▸ Exercise data:

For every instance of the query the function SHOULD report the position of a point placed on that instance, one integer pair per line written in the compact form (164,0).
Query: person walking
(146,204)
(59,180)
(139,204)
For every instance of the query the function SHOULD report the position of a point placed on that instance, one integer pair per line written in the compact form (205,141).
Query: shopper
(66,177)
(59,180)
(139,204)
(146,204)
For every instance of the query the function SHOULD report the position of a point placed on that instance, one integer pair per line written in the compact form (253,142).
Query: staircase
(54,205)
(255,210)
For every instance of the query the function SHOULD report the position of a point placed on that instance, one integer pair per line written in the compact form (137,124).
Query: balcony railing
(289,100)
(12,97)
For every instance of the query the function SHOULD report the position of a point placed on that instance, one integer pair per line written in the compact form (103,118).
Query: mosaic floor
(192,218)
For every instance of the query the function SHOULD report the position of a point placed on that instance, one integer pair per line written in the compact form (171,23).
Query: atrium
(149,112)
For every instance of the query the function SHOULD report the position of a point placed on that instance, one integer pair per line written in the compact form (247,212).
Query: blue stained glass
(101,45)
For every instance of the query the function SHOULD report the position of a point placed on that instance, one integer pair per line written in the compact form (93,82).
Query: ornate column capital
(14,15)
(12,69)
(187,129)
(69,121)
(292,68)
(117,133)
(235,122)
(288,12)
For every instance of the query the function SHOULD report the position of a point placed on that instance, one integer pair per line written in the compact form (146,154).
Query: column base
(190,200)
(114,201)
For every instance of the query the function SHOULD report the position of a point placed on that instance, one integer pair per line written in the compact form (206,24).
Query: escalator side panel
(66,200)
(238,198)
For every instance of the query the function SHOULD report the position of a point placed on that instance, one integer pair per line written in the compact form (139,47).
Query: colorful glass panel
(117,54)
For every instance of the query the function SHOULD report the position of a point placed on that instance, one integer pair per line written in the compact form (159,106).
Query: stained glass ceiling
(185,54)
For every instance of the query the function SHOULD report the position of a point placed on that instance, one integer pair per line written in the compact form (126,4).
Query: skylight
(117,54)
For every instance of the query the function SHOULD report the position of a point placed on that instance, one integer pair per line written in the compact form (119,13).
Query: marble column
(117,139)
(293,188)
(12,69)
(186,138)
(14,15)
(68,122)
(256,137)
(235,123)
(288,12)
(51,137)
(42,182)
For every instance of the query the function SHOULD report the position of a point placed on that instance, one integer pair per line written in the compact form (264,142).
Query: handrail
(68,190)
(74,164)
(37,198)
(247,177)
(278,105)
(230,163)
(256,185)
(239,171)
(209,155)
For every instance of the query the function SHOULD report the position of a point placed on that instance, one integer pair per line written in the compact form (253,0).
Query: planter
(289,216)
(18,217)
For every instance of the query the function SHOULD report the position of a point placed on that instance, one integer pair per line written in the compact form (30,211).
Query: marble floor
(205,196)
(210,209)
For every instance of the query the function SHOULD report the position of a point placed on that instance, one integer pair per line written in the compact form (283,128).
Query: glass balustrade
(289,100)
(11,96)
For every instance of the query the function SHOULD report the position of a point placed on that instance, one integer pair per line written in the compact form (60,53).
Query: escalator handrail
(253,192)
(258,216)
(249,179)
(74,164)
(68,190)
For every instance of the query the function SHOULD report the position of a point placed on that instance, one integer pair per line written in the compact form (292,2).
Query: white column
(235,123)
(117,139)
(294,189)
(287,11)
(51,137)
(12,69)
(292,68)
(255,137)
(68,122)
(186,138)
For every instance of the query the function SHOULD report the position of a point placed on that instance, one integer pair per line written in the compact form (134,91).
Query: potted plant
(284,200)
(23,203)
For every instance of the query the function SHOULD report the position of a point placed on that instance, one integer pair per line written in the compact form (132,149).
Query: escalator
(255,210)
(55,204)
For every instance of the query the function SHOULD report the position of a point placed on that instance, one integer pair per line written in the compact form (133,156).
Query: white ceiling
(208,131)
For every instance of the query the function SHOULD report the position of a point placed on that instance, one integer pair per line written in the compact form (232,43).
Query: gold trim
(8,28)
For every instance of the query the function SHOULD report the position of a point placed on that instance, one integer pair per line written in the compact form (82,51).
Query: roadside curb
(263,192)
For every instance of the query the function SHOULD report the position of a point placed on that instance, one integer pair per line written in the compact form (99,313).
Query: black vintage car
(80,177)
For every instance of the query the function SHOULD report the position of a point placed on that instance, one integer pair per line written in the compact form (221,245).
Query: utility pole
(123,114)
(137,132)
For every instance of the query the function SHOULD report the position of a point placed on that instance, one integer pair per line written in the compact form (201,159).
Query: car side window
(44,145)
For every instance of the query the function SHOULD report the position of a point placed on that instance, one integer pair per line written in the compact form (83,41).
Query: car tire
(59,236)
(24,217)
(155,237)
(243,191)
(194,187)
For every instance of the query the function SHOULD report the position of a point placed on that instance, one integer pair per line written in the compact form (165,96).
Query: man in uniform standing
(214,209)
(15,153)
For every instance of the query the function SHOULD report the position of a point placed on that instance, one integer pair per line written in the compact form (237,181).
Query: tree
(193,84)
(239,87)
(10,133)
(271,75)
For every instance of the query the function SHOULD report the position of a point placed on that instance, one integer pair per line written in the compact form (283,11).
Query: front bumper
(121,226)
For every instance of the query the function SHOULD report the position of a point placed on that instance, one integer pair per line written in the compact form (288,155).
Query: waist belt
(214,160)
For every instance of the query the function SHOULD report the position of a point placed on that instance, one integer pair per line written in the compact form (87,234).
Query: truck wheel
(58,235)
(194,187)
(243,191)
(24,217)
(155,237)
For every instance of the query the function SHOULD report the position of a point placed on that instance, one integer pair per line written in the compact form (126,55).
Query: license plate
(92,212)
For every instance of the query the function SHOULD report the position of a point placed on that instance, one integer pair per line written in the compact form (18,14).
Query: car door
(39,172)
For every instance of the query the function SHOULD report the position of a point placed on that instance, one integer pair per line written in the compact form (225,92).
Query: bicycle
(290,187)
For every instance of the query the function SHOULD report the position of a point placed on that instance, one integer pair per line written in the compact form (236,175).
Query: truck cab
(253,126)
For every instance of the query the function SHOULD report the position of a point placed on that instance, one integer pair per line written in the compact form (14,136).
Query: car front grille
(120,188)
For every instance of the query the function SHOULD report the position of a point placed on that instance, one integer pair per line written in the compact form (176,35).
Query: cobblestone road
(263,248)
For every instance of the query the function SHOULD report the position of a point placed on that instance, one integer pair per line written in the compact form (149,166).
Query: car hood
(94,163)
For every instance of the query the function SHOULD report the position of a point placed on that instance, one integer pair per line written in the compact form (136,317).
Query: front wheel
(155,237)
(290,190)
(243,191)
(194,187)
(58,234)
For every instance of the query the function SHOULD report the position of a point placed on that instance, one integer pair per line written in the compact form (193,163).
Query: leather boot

▸ Instructions for the task: Reproduce the records above exactly, character for character.

▸ Written response:
For every instance of the query the function SHOULD report the position of a point placed on that instance, one integer pair per line written in the compact form (164,0).
Query: person walking
(146,204)
(59,180)
(139,204)
For every instance of the query the function SHOULD report the position of a point placed on that instance, one integer pair per line written in the compact form (205,141).
Query: shopper
(66,177)
(59,180)
(139,204)
(146,204)
For every instance of the query the function SHOULD report the position of a point placed on that instance, one integer pair per line written in the compact form (253,142).
Query: staircase
(54,205)
(255,210)
For every instance of the query the function SHOULD report the position of a point placed on that instance, one integer pair per line written in the compact form (137,124).
Query: balcony railing
(289,100)
(12,97)
For every instance of the query the function SHOULD report the position of a point placed on that instance, one integer pair per line written in the compact form (103,118).
Query: mosaic floor
(192,218)
For every instance of the query the function SHOULD report the position of a point placed on that instance, one integer pair per line written in the compact form (171,23).
Query: atrium
(149,112)
For every instance of the query the function SHOULD report the position of a point placed on that instance, one integer pair per line written in the compact form (247,212).
Query: blue stained glass
(101,45)
For every instance of the query the function SHOULD report the position of a point placed on that instance, one integer pair per line written in the compact form (93,82).
Query: ornate column capital
(14,15)
(12,69)
(187,129)
(69,121)
(292,68)
(117,133)
(235,122)
(288,12)
For every instance of the query the function SHOULD report the position of a point placed on that instance, one integer pair per line written in the compact form (146,154).
Query: column base
(190,200)
(114,201)
For every instance of the query the function SHOULD report the position of a point placed on that instance, one integer pair per line written in the compact form (206,24).
Query: escalator side panel
(66,200)
(238,198)
For every instance of the query the function SHOULD report the position of a point placed on that instance, one integer pair per line written in the compact form (139,47).
Query: colorful glass panel
(117,54)
For every instance of the query the function SHOULD report the position of a point placed on that instance, one integer pair per line written in the compact form (159,106).
Query: stained glass ceiling
(185,54)
For every instance of the query the function SHOULD report the position of a point placed on that instance, one integer pair per line written in the compact form (126,4).
Query: skylight
(117,54)
For every instance of the query the function SHOULD report the position of a point placed on that instance, one integer pair per line written in the compact form (119,13).
Query: marble column
(117,139)
(293,188)
(12,69)
(186,138)
(14,15)
(68,122)
(256,137)
(235,123)
(288,12)
(51,137)
(42,182)
For every instance of the query the function SHOULD report the position of a point placed on that instance, one integer pair per line written in the compact form (264,142).
Query: handrail
(68,190)
(74,164)
(37,198)
(247,177)
(278,105)
(230,163)
(256,185)
(239,171)
(209,155)
For every instance of the query the function SHOULD report the position of a point placed on that instance, one integer pair per line written in the compact form (253,0).
Query: planter
(289,216)
(18,217)
For every instance of the query the function SHOULD report the position of a point placed on that instance, one integer pair per line written in the compact form (30,211).
Query: marble floor
(205,196)
(210,209)
For every instance of the query the function SHOULD report the position of a point placed on that instance, one integer pair per line written in the compact form (283,128).
Query: glass balustrade
(289,100)
(11,96)
For every instance of the query the function SHOULD report the position of a point placed on that instance, one integer pair per line written in the compact form (60,53).
Query: escalator handrail
(253,192)
(258,216)
(249,179)
(74,164)
(68,190)
For every instance of the query the function SHOULD report the position of a point placed on that instance, one integer pair per line written in the compact form (292,2).
Query: white column
(235,123)
(117,139)
(294,189)
(287,11)
(51,137)
(12,69)
(292,68)
(255,137)
(68,122)
(186,138)
For every instance of the query the function SHOULD report the position of a point placed on that instance, one integer pair per line written in the compact form (134,91).
Query: potted plant
(284,200)
(23,203)
For every instance of the query the function SHOULD report the position of a point placed on that instance, one integer pair per line written in the compact form (132,149).
Query: escalator
(255,210)
(55,204)
For every instance of the query the function SHOULD report the position of a point placed on that instance, one integer pair per line written in the compact form (133,156).
Query: white ceiling
(208,131)
For every instance of the query the function SHOULD report the position of a point placed on that instance, one integer pair per line written in the compact form (232,43).
Query: gold trim
(8,28)
For every instance of the query the function SHOULD report the position of a point placed on that instance, one integer pair per line written in the compact form (82,51).
Query: roadside curb
(263,192)
For every instance of the query the function SHOULD report the position of a point placed on that instance, one integer pair per line written in the compact form (99,313).
Query: black vintage car
(80,177)
For every instance of the query the function SHOULD report the position of a point placed on that instance, one integer pair per line written in the compact form (221,245).
Query: utility pole
(123,114)
(137,132)
For every instance of the query the function SHOULD report the position of a point placed on that instance, one integer pair per line written in the compact form (201,159).
Query: car side window
(44,145)
For every instance of the query the function SHOULD report the position of a point placed on that instance, one integer pair per line written in the compact form (83,41).
Query: car tire
(59,236)
(24,217)
(155,237)
(243,191)
(194,187)
For every instance of the query the function SHOULD report the position of a point placed on that instance, one integer pair per line written in the compact form (165,96).
Query: man in uniform standing
(214,209)
(15,153)
For every instance of the query the function SHOULD report the position of a point placed on that instance, one integer pair per line written in the compact form (237,181).
Query: tree
(193,84)
(239,87)
(10,133)
(271,75)
For every instance of the query the function SHOULD report the position of a point placed on that instance, one integer pair per line written in the compact form (283,11).
Query: front bumper
(121,226)
For every instance of the query the function SHOULD report the position of a point placed on that instance, one integer pair per line written in the compact form (288,155).
Query: waist belt
(214,160)
For every instance of the query the function SHOULD report the position of a point placed on that instance, one integer pair per line written in the compact form (87,234).
Query: truck wheel
(58,235)
(194,187)
(243,191)
(24,217)
(155,237)
For every instance of the query the function SHOULD report the position of a point placed on that instance, one integer pair per line written in the compact form (126,55).
Query: license plate
(92,212)
For every instance of the query the function SHOULD report the position of a point placed on that instance, one integer pair per line written in the compact form (18,14).
Query: car door
(39,172)
For every instance of the query the function SHOULD report the position of a point placed on that instance, one integer pair per line written in the compact form (225,92).
Query: bicycle
(290,187)
For every instance of the query the function SHOULD report the position of a point placed on that instance, one integer pair per line written in the compact form (236,175).
Query: truck cab
(253,126)
For every instance of the query the function SHOULD report the position of a point placed on that instance, one integer pair per line written in the compact form (14,136).
Query: car front grille
(120,188)
For every instance of the query the function SHOULD report the position of a point placed on that instance, one integer pair per line written in the compact form (176,35).
Query: cobblestone road
(263,248)
For every instance of the query the function SHOULD report the position of a point placed on that instance, one integer pair per line written in the compact form (149,166).
Query: car hood
(94,163)
For every instance of the query the function SHOULD report the position of a point placed on that instance, one integer pair per line written in the compact form (136,317).
Query: front wheel
(155,237)
(290,190)
(243,191)
(194,187)
(58,234)
For every instance of the query the function SHOULD report the position of a point placed on that instance, one integer pair per line written in the compact form (193,163).
Query: leather boot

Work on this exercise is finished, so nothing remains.